Excerpt to read:
(begin)

Many separating spouses want one clear answer to spousal support: how much might be payable, for how long, and based on what formula? In Ontario, the answer is rarely a single number. Spousal support is usually assessed through a combination of legal entitlement, financial disclosure, and the SSAG, which provide ranges rather than guaranteed outcomes. The analysis can change significantly when child support is involved, and small differences in income, relationship length, parenting arrangements, or existing agreements can materially affect the result. Before relying on a rough calculator or informal advice, it helps to understand what the SSAG actually do, what they do not do, and how Ontario support cases are commonly assessed in practice.

Legal disclaimer: This article provides general legal information for Ontario readers and is not legal advice. Spousal support outcomes depend on the facts, the governing statute, the evidence, and the wording of any agreement or court order.

Quick Start: Pick Your Path

Married and separating or divorcing:

  • Check whether support will be addressed through negotiation, a court application, or both under the Divorce Act.

Common-law and separating:

  • Check whether you meet Ontario’s support definition of “spouse,” usually three years of cohabitation or a relationship of some permanence with a child.

Paying support already:

  • Do not reduce or stop payments on your own because a court order or enforceable agreement usually continues until changed.

Seeking temporary help now:

  • Interim support may be available before the case is finally resolved.

Trying to settle without court:

  • The SSAG are often used in negotiations, but full financial disclosure still matters.

How is Spousal Support Calculated in Ontario?

In Ontario, spousal support is usually calculated by first deciding entitlement and then using the SSAG to estimate a range for amount and duration. The formula changes depending on whether child support is being paid. The result is usually a range, not one mandatory number.

(end)

[Records from a point labeling set]
(begin)

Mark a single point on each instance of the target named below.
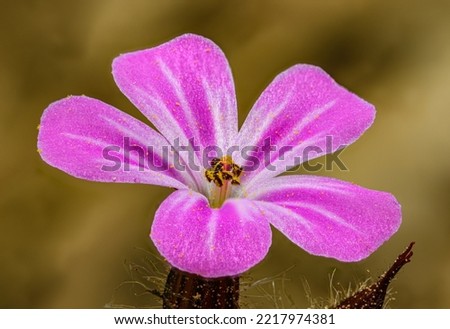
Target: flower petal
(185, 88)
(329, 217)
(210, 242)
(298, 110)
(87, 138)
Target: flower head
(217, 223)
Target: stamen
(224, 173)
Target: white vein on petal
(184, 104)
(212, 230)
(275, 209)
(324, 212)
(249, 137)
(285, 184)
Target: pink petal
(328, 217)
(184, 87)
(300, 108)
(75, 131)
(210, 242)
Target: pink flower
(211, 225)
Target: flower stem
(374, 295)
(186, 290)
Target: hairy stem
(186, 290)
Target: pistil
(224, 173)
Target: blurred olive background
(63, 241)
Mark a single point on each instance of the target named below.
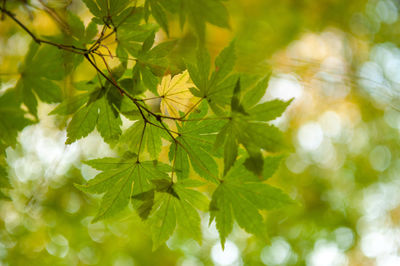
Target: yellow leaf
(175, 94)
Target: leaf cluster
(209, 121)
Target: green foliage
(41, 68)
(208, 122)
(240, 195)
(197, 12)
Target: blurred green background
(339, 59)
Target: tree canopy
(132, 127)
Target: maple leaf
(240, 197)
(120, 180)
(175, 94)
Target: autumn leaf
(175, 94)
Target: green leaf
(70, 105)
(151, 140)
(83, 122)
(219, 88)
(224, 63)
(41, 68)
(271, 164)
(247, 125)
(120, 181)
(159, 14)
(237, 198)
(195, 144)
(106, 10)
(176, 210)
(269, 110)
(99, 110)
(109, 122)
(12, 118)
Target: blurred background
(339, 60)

(end)
(begin)

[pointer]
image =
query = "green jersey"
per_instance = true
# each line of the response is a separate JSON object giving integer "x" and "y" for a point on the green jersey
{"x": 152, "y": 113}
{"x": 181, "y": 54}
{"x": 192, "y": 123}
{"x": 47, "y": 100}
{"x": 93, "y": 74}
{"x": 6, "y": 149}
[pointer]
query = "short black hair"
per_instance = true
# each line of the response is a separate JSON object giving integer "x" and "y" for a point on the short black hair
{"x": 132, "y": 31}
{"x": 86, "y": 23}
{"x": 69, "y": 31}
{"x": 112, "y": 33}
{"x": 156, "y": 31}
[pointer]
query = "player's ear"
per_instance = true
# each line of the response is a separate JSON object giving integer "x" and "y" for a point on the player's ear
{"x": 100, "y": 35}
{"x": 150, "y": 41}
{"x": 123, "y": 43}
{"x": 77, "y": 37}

(end)

Instructions for the task:
Can you write out the part of the Ontario spousal support text that runs from "Legal disclaimer: This" to "the Divorce Act.", word for word?

Expected answer:
Legal disclaimer: This article provides general legal information for Ontario readers and is not legal advice. Spousal support outcomes depend on the facts, the governing statute, the evidence, and the wording of any agreement or court order.

Quick Start: Pick Your Path

Married and separating or divorcing:

  • Check whether support will be addressed through negotiation, a court application, or both under the Divorce Act.